━━━━━ RECORD EXTRACTS ━━━━━

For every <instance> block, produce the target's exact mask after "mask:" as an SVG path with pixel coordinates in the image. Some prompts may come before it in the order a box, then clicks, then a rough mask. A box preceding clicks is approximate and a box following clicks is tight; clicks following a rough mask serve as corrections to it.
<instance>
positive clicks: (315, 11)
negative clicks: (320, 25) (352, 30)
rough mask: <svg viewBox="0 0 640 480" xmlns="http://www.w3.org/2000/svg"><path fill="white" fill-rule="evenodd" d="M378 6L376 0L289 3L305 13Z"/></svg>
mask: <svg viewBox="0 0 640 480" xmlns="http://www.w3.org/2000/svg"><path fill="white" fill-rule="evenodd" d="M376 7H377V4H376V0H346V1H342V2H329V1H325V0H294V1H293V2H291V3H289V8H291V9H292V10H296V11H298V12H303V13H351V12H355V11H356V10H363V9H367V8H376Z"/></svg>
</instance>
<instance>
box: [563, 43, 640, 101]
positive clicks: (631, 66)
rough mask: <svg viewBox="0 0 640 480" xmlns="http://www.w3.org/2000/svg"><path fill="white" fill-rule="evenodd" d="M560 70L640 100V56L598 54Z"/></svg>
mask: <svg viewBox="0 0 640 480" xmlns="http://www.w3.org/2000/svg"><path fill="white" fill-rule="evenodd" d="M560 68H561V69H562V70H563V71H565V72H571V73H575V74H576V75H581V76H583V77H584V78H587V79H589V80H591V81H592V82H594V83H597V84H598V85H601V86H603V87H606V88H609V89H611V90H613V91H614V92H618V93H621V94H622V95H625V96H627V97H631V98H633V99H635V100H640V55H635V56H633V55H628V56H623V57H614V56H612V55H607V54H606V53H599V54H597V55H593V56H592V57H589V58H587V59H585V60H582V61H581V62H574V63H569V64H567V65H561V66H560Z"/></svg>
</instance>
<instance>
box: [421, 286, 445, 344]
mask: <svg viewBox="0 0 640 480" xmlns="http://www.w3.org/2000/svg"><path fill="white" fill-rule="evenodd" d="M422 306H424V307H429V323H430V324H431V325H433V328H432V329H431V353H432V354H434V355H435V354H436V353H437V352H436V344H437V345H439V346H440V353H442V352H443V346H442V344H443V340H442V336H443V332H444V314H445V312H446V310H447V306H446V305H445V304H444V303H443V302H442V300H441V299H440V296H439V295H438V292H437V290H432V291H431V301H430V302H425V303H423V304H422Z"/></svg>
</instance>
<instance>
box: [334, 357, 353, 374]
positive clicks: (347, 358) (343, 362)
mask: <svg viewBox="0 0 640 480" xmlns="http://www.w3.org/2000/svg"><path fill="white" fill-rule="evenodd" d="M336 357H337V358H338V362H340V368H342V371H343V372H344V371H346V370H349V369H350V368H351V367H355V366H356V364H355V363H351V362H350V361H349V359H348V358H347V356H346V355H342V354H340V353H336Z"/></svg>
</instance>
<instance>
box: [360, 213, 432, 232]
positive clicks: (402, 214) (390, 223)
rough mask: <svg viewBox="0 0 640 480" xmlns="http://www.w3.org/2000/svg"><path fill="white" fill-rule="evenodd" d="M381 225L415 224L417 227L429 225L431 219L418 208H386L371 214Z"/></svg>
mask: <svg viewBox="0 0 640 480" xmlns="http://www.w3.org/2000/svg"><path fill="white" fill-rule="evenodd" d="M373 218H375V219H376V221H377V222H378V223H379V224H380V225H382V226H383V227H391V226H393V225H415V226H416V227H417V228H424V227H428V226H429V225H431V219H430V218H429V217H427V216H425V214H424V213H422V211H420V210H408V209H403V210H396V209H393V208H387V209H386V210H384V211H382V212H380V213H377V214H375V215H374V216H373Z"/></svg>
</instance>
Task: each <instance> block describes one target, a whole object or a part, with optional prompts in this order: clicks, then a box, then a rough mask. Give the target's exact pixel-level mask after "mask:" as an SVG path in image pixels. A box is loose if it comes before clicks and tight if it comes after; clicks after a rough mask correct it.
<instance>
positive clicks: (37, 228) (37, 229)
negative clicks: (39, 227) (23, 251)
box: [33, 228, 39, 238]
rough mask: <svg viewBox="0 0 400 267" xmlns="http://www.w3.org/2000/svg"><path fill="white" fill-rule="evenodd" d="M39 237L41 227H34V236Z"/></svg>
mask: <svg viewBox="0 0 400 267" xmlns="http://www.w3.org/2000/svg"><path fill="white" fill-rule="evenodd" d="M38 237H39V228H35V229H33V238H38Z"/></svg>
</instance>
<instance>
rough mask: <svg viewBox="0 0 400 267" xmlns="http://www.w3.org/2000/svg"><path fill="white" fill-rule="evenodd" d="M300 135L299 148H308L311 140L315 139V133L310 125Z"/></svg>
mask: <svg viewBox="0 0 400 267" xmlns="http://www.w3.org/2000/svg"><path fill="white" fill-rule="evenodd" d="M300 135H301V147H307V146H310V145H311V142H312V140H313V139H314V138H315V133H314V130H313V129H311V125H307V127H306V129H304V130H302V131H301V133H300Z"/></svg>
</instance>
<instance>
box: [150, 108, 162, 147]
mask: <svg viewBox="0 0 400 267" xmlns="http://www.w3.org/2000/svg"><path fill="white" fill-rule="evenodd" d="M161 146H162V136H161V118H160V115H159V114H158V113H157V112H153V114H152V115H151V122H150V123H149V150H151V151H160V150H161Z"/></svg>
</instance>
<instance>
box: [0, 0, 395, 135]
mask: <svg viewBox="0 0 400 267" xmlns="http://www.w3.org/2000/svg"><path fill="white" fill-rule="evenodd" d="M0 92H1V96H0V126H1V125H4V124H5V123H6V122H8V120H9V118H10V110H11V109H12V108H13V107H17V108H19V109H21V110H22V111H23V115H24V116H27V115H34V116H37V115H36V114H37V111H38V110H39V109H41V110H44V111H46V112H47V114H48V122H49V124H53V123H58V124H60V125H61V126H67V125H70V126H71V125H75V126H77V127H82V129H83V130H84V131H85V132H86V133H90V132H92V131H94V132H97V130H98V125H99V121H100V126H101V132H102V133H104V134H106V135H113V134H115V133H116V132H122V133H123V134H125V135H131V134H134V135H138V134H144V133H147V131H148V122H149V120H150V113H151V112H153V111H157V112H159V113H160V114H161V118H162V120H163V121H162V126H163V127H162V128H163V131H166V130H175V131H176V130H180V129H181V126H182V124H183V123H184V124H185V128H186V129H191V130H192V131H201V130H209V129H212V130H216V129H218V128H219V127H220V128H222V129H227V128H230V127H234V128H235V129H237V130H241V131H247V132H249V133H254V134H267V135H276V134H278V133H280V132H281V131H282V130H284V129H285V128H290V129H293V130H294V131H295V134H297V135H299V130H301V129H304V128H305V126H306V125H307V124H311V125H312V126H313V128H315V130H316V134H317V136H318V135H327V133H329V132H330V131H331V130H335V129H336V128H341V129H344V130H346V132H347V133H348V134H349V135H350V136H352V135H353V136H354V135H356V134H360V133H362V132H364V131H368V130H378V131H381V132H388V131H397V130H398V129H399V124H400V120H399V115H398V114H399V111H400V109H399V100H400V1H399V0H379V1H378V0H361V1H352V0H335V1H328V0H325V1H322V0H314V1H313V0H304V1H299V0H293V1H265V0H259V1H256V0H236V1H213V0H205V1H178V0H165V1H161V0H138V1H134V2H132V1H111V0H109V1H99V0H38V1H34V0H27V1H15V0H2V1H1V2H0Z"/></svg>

━━━━━

§ **PROMPT**: From the records above, extract exactly and only the lines that begin at the line with "box: [421, 286, 445, 344]" and stop after the line with "positive clicks: (402, 214) (390, 223)".

§ **RESULT FOR THIS EXERCISE**:
box: [421, 286, 445, 344]
mask: <svg viewBox="0 0 640 480" xmlns="http://www.w3.org/2000/svg"><path fill="white" fill-rule="evenodd" d="M422 306H424V307H429V323H430V324H431V325H433V328H432V329H431V353H432V354H434V355H435V354H436V353H437V352H436V344H437V345H439V346H440V353H442V352H443V346H442V344H443V340H442V336H443V332H444V314H445V312H446V310H447V306H446V305H445V304H444V303H443V302H442V300H441V299H440V296H439V295H438V292H437V290H432V291H431V301H430V302H425V303H423V304H422Z"/></svg>
</instance>
<instance>
box: [334, 357, 353, 374]
positive clicks: (347, 358) (343, 362)
mask: <svg viewBox="0 0 640 480" xmlns="http://www.w3.org/2000/svg"><path fill="white" fill-rule="evenodd" d="M336 357H337V358H338V362H340V368H342V371H343V372H344V371H346V370H349V369H350V368H351V367H355V366H356V364H355V363H351V362H350V361H349V359H348V358H347V356H346V355H342V354H340V353H336Z"/></svg>
</instance>
<instance>
box: [360, 213, 432, 232]
positive clicks: (402, 214) (390, 223)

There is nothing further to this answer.